:: Provided data ::
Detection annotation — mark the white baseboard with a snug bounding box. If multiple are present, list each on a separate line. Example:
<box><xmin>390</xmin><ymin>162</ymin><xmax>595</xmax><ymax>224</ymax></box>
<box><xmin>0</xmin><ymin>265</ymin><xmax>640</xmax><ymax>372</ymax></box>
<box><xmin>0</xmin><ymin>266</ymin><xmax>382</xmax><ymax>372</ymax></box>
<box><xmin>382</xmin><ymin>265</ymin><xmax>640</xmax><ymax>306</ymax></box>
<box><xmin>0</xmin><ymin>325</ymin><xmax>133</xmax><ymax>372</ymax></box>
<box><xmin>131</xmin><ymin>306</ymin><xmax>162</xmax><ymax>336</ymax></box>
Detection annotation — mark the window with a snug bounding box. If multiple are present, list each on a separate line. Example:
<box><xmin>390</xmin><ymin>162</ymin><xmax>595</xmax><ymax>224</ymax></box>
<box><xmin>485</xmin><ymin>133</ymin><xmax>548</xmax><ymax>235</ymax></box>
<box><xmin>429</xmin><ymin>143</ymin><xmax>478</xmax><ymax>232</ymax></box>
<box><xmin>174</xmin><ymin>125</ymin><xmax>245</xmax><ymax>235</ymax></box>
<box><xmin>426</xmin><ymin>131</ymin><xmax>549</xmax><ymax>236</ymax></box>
:::
> **Your goal**
Convert every item above into a two-column CSV with the header instruction,boxes. Give one row per item, with its text under instruction and its answer under boxes, each in a single double-quoted field with line breaks replaced by spaces.

> **Task response**
instruction,boxes
"Detection annotation — mark the white baseboard with a snug bounding box. If multiple are present, list each on a separate line. Example: <box><xmin>390</xmin><ymin>162</ymin><xmax>595</xmax><ymax>224</ymax></box>","<box><xmin>0</xmin><ymin>265</ymin><xmax>640</xmax><ymax>372</ymax></box> <box><xmin>0</xmin><ymin>266</ymin><xmax>382</xmax><ymax>372</ymax></box> <box><xmin>382</xmin><ymin>265</ymin><xmax>640</xmax><ymax>306</ymax></box> <box><xmin>0</xmin><ymin>325</ymin><xmax>133</xmax><ymax>372</ymax></box> <box><xmin>131</xmin><ymin>306</ymin><xmax>162</xmax><ymax>336</ymax></box>"
"Detection annotation — mark the window with a snug bounding box. If multiple are present, list each on a separate line. Example: <box><xmin>390</xmin><ymin>162</ymin><xmax>595</xmax><ymax>224</ymax></box>","<box><xmin>485</xmin><ymin>133</ymin><xmax>548</xmax><ymax>235</ymax></box> <box><xmin>429</xmin><ymin>143</ymin><xmax>478</xmax><ymax>232</ymax></box> <box><xmin>174</xmin><ymin>125</ymin><xmax>245</xmax><ymax>235</ymax></box> <box><xmin>426</xmin><ymin>131</ymin><xmax>549</xmax><ymax>236</ymax></box>"